* begin *

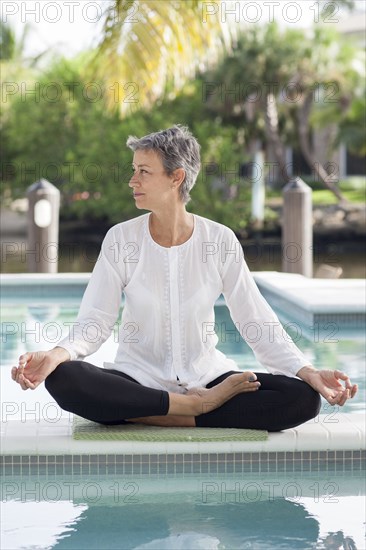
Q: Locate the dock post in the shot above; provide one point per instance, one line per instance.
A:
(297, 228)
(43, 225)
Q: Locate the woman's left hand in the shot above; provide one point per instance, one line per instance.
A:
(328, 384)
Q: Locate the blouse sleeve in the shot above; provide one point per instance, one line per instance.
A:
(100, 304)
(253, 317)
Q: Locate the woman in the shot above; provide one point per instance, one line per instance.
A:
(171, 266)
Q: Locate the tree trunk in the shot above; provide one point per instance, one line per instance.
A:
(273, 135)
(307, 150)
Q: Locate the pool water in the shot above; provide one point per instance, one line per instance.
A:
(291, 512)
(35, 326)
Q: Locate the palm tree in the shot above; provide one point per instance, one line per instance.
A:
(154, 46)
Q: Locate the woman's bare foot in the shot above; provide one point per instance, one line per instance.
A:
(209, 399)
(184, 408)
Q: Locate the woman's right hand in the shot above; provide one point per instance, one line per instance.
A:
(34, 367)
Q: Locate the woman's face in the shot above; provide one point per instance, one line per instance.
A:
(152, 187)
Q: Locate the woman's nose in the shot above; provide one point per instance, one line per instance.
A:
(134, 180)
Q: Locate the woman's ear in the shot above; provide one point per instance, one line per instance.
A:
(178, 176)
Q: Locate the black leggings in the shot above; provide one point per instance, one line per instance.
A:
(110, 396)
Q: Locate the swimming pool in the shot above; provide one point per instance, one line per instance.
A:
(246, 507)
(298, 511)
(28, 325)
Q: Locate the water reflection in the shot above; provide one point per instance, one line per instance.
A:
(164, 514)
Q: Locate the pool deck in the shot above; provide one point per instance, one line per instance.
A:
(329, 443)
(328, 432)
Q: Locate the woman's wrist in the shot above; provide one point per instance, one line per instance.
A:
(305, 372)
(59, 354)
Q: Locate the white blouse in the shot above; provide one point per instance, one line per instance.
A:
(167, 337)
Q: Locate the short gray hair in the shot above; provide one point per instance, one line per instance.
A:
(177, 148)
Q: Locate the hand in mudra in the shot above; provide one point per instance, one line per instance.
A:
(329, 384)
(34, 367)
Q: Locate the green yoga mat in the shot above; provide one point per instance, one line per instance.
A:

* end *

Your objective:
Render all the entries above as a JSON list of strings, one string per line and no blank lines. Leave out the pictures.

Solution to this problem:
[
  "Q: Locate the dock post in the shot above; provide one point per instance, one line per instance.",
  "A:",
  "(297, 228)",
  "(43, 225)",
  "Q: Locate the woman's left hand in the shot above; provide one point per instance, one line per instance.",
  "A:",
  "(328, 384)",
  "Q: Locate the blouse sleeve in the shot above; provide one point per instance, one line per instance.",
  "A:",
  "(100, 304)",
  "(253, 317)",
  "Q: Locate the woman in the shot above; provide one point per instance, one line per instance.",
  "A:",
  "(171, 266)",
  "Q: Locate the tree trunk in the shot above; provide one point per instance, one line per instance.",
  "A:",
  "(273, 135)",
  "(307, 150)",
  "Q: Locate the pool water in the shot above; provide one point per instance, one line per instance.",
  "A:",
  "(291, 512)",
  "(35, 326)",
  "Q: Locate the palm tree in the shot above; provide one point per instance, one line per instance.",
  "A:",
  "(154, 46)",
  "Q: Locate the woman's bare foot in the shot above; provide one point per instance, one line per instance.",
  "A:",
  "(209, 399)",
  "(184, 408)",
  "Q: Locate the woman's right hand in the shot above; provide one point per instance, one line per instance.",
  "A:",
  "(34, 367)",
  "Q: Locate the woman's face in the shot above; provide one point per instance, one line per instance.",
  "A:",
  "(152, 187)",
  "Q: Locate the woman's nose in the shot above; provide one point per instance, one line per instance.",
  "A:",
  "(134, 180)",
  "Q: Locate the woman's ear in the shot above; provide one point per instance, one line per instance.",
  "A:",
  "(178, 176)",
  "Q: Locate the black leggings in the shot above; provide one point per instance, one line per instance.",
  "A:",
  "(110, 396)",
  "Q: Locate the swimming pool in the shot above; provide one point per instance, one line per instance.",
  "A:",
  "(246, 507)",
  "(298, 511)",
  "(28, 325)",
  "Q: Locate the water reflection in the shot above; provide one point per instance, one line per instance.",
  "A:",
  "(164, 514)",
  "Q: Locate the pool deck in the shot above; provide one point per instance, one line per instance.",
  "A:",
  "(329, 443)",
  "(328, 432)",
  "Q: Locate the woman's wrist in the shot above; provide one point per instance, one line per instance.",
  "A:",
  "(305, 372)",
  "(59, 354)",
  "Q: Locate the white blouse in the shot above; provide one point per instance, one line per instance.",
  "A:",
  "(167, 337)",
  "Q: Locate the short gray hair in the shot above; provide one point per instance, one line per instance.",
  "A:",
  "(177, 148)",
  "Q: Locate the hand in mudra in the shot above; provide one point per instance, one line per instance.",
  "A:",
  "(329, 384)",
  "(34, 367)",
  "Q: Locate the green yoga mat in the shot above; provide one point per instance, one line per instance.",
  "A:"
]